Exercise: The lines from the start of the records below through the line containing "x=327 y=323" are to be copied exactly, both ends included, with nothing added.

Records to use:

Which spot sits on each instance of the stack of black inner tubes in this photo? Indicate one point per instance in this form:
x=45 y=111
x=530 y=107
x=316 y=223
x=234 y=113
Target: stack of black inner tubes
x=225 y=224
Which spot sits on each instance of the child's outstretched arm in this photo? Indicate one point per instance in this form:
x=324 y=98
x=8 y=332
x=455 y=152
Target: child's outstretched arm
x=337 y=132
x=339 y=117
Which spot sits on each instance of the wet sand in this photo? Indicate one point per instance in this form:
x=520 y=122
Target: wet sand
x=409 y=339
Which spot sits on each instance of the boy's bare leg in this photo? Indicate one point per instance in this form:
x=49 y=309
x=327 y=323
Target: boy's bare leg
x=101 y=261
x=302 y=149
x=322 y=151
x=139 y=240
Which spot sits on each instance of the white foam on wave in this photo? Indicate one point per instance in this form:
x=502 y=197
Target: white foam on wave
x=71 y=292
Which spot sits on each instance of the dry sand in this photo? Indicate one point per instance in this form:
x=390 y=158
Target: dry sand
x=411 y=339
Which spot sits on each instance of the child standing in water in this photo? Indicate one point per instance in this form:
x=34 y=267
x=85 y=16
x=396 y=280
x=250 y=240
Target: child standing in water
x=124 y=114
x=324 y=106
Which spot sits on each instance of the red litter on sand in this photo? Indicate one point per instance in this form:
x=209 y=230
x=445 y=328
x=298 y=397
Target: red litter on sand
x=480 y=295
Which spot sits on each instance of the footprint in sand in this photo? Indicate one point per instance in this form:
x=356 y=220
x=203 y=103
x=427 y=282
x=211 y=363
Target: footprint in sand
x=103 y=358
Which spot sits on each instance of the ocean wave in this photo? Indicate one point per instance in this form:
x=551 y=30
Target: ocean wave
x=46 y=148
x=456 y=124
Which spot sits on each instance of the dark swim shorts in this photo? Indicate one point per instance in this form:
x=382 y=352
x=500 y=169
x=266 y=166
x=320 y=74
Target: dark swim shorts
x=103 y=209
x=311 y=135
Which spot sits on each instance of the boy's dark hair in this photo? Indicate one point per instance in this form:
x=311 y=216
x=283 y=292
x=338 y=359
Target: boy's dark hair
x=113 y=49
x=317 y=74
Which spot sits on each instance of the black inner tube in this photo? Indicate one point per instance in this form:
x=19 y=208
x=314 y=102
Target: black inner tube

Answer to this task:
Which spot sits on each instance of the stack of black inner tubes in this photo? Indicate one point per instance in this form:
x=45 y=111
x=530 y=107
x=316 y=223
x=234 y=113
Target: stack of black inner tubes
x=225 y=224
Which spot sits on each instance of the child's outstretched arm in this photo? Indicate one point per instance in this form:
x=324 y=98
x=8 y=332
x=455 y=152
Target: child's outstretched arm
x=337 y=132
x=339 y=117
Which spot sits on each instance of the wet sand in this photo? Indicate one point per instance in this form:
x=520 y=122
Target: wet sand
x=409 y=339
Which spot sits on each instance of the boy's bare leg in this photo? Indicate one point per instance in this form:
x=49 y=309
x=327 y=323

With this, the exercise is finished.